## LISTED RECORDS
--
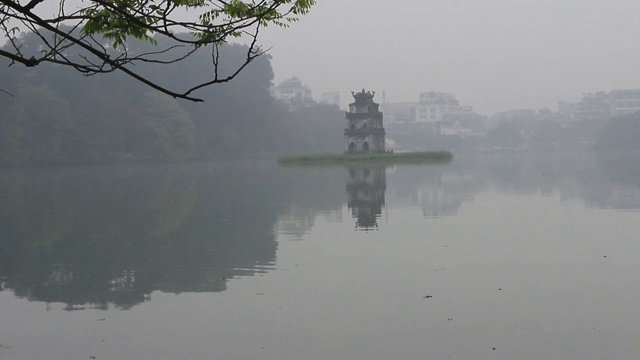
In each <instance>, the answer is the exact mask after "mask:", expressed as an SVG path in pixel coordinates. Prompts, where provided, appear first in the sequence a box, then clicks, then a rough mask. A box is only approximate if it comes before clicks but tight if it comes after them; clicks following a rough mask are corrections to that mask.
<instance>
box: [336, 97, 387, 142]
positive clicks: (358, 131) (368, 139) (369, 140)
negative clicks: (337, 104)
mask: <svg viewBox="0 0 640 360" xmlns="http://www.w3.org/2000/svg"><path fill="white" fill-rule="evenodd" d="M351 95H353V98H354V99H355V102H353V103H351V104H349V112H347V113H346V115H345V116H346V118H347V127H346V128H345V129H344V142H345V151H346V152H350V153H353V152H369V151H371V152H384V151H385V149H384V135H385V132H384V127H383V126H382V112H380V110H379V109H378V107H379V106H380V105H379V104H377V103H374V102H373V95H375V91H374V92H372V91H367V92H365V91H364V89H362V92H359V93H354V92H351Z"/></svg>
--
## DIRECTIONS
Line by line, write out the material above exactly, with no images.

## TASK RESULT
In each <instance>, the answer is the exact mask after "mask:", expressed as an SVG path in pixel coordinates. Prompts, where provided, appear first in the sequence a box, then clicks, then a rough mask. A box is only approximate if it comes before clicks but tight if it comes after them; clicks following a rough mask are corrections to that mask.
<instance>
box: [336, 97, 387, 142]
positive clicks: (358, 131) (368, 139) (369, 140)
negative clicks: (337, 104)
mask: <svg viewBox="0 0 640 360" xmlns="http://www.w3.org/2000/svg"><path fill="white" fill-rule="evenodd" d="M351 95H353V98H354V99H355V102H353V103H351V104H349V112H347V113H346V115H345V116H346V118H347V127H346V128H345V129H344V142H345V151H346V152H350V153H353V152H369V151H371V152H384V151H385V149H384V135H385V132H384V127H383V126H382V112H380V110H379V109H378V107H379V106H380V105H379V104H377V103H374V102H373V95H375V91H374V92H372V91H367V92H365V91H364V89H362V92H359V93H354V92H351Z"/></svg>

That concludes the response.